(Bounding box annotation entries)
**********

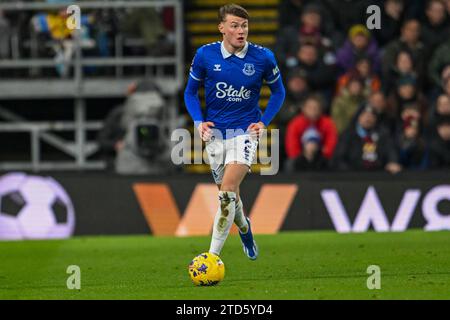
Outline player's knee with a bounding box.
[220,183,239,194]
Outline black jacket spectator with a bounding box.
[286,43,336,91]
[429,116,450,169]
[382,20,427,79]
[422,0,449,51]
[333,107,401,173]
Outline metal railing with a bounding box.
[0,0,184,171]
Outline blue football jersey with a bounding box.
[189,41,281,137]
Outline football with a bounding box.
[0,172,75,240]
[189,252,225,286]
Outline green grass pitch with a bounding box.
[0,230,450,300]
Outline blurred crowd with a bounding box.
[275,0,450,173]
[0,0,175,77]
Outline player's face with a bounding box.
[219,14,248,49]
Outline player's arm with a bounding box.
[184,48,214,141]
[184,75,214,141]
[261,49,286,127]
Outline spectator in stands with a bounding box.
[384,50,422,95]
[442,77,450,97]
[0,10,11,59]
[276,68,311,128]
[32,9,95,77]
[373,0,405,47]
[397,106,428,170]
[429,116,450,169]
[382,20,427,79]
[369,91,397,135]
[336,24,380,73]
[389,76,428,123]
[336,55,381,97]
[428,37,450,88]
[286,127,328,172]
[285,95,337,170]
[422,0,450,51]
[430,94,450,124]
[322,0,373,39]
[331,75,366,133]
[278,0,313,29]
[286,43,335,97]
[119,8,174,56]
[333,106,402,174]
[275,4,334,67]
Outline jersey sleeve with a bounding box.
[189,47,206,81]
[264,48,280,84]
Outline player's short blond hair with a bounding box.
[218,3,250,23]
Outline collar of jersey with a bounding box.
[220,41,248,59]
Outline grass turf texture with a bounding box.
[0,231,450,299]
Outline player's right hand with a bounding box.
[197,121,214,142]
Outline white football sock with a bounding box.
[209,191,236,256]
[234,197,248,233]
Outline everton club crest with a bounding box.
[242,63,255,76]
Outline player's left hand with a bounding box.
[247,121,266,138]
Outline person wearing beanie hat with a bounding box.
[293,126,328,171]
[336,24,381,73]
[429,115,450,169]
[331,74,366,133]
[285,95,337,170]
[333,104,402,174]
[396,104,428,170]
[336,54,381,97]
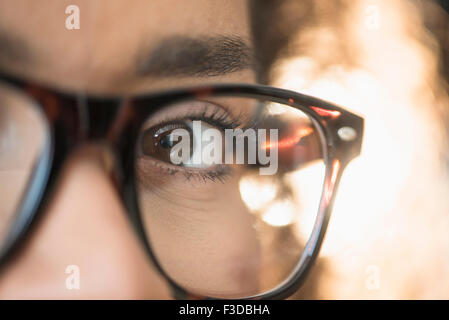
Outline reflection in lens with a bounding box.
[135,97,325,298]
[0,82,48,250]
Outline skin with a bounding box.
[0,0,257,299]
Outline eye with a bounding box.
[140,119,224,169]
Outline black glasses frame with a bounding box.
[0,74,364,299]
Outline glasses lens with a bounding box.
[0,81,48,251]
[135,97,325,298]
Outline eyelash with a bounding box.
[140,106,248,183]
[150,161,232,183]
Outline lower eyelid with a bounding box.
[136,156,232,186]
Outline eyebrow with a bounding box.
[137,36,255,77]
[0,30,31,62]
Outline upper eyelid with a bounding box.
[142,100,233,130]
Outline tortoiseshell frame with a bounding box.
[0,74,364,299]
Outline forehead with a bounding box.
[0,0,254,90]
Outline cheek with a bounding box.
[142,175,261,297]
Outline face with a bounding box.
[0,0,254,299]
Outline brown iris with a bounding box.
[140,122,193,163]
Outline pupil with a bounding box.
[160,134,175,149]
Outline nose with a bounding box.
[0,145,170,299]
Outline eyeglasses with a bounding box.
[0,75,363,299]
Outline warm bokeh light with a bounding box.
[276,0,449,299]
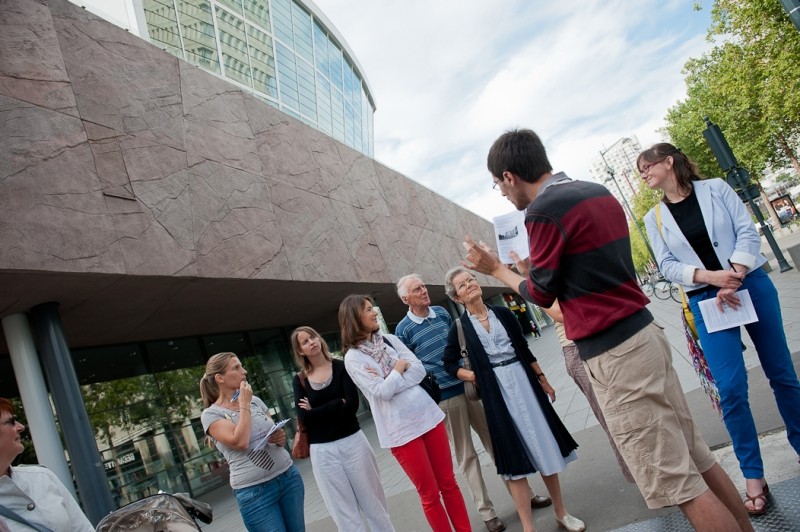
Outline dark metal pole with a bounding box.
[31,303,115,525]
[703,116,792,273]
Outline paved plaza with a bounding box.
[197,231,800,532]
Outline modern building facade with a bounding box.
[73,0,375,156]
[589,135,642,215]
[0,0,502,516]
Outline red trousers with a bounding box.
[392,423,472,532]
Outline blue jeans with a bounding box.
[233,466,306,532]
[689,269,800,479]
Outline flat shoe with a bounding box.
[531,495,553,508]
[744,490,767,515]
[553,514,586,532]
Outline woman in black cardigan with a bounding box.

**********

**WHAT TO PRODUCE:**
Could you copy every line of the records above word for word, leaving out the pictures?

**EXERCISE RESPONSE:**
Outline player's knee with a bounding box.
[220,183,239,194]
Outline black jacket spectator with a bounding box.
[286,43,336,91]
[429,116,450,169]
[382,20,427,79]
[422,0,449,51]
[333,107,401,173]
Outline metal railing with a bounding box.
[0,0,184,171]
Outline blue football jersey with a bounding box.
[189,41,281,137]
Outline football with a bounding box.
[0,172,75,240]
[189,252,225,286]
Outline green grass pitch with a bounding box.
[0,230,450,300]
Outline blurred crowd with a bounding box.
[275,0,450,173]
[0,0,175,77]
Outline player's face with a bounding box.
[219,14,248,49]
Outline player's arm with a bounding box.
[184,48,214,141]
[184,75,214,141]
[261,49,286,127]
Outline spectator in stands with a bounding box.
[384,50,422,95]
[442,77,450,97]
[0,10,11,59]
[276,68,311,128]
[32,9,95,77]
[373,0,405,47]
[397,106,428,170]
[429,116,450,169]
[382,20,427,79]
[369,91,397,135]
[336,24,380,73]
[389,76,428,123]
[336,55,381,97]
[428,37,450,88]
[286,127,328,172]
[285,95,337,170]
[422,0,450,51]
[430,94,450,124]
[322,0,373,39]
[331,75,366,133]
[278,0,313,29]
[286,43,335,97]
[119,8,174,56]
[333,106,402,174]
[275,4,334,67]
Outline jersey sleeve with a bounding box.
[189,47,206,81]
[264,48,280,84]
Outline player's short blond hair with a bounding box.
[218,3,250,23]
Outline collar of jersey with a bounding box.
[220,41,248,59]
Outline grass turf texture with a bounding box.
[0,231,450,299]
Outline player's right hand with a bounding box.
[197,121,214,142]
Outline white football sock with a bounding box.
[209,191,236,256]
[234,197,248,233]
Outline everton club crest with a bounding box.
[242,63,255,76]
Outline player's left hand with a bounding box.
[247,121,266,138]
Outline person wearing beanie hat with a bounding box.
[293,126,328,171]
[336,24,381,73]
[429,115,450,169]
[331,74,366,133]
[285,95,337,170]
[333,104,402,174]
[396,104,428,170]
[336,54,381,97]
Outline reflection in lens with a bounding box.
[135,97,325,298]
[0,82,48,250]
Outline skin with a bounding box.
[0,0,257,299]
Outline eye with a bounding box.
[140,119,224,169]
Outline black glasses frame with a bounding box.
[0,74,364,299]
Outline glasses lens with a bounding box.
[0,81,48,251]
[135,97,325,298]
Outline eyelash with a bounding box.
[140,106,248,183]
[150,161,232,183]
Outline lower eyelid with a bounding box.
[136,156,232,186]
Outline eyebrow with a bounding box.
[137,36,255,77]
[0,30,31,62]
Outline upper eyelid with a bounding box.
[142,100,233,130]
Outline tortoiseshell frame with a bounding box.
[0,74,364,299]
Outline forehead with a bounding box.
[0,0,254,90]
Outline cheek with a bounding box.
[142,175,261,297]
Outline face with a bounding box.
[0,0,254,299]
Outline brown iris with a bounding box.
[140,122,193,163]
Outline pupil with a bounding box.
[160,134,175,149]
Outline nose with a bounding box.
[0,145,170,299]
Outline eyeglasses with a bounding box.
[0,75,363,299]
Outline warm bokeh light with a bounding box.
[276,0,449,299]
Outline dark metal pole with a bounding box.
[31,303,115,525]
[703,116,792,273]
Outline paved plaza with a bounding box.
[197,231,800,532]
Outline modern building facade with a bounding box.
[73,0,375,156]
[589,135,642,215]
[0,0,502,516]
Outline red trousers with a bounding box.
[392,423,472,532]
Outline blue jeans with a bounding box.
[233,466,306,532]
[689,269,800,479]
Outline flat shoe with a bounding box.
[531,495,553,508]
[744,490,767,515]
[553,514,586,532]
Outline woman in black cardigan with a bounding box.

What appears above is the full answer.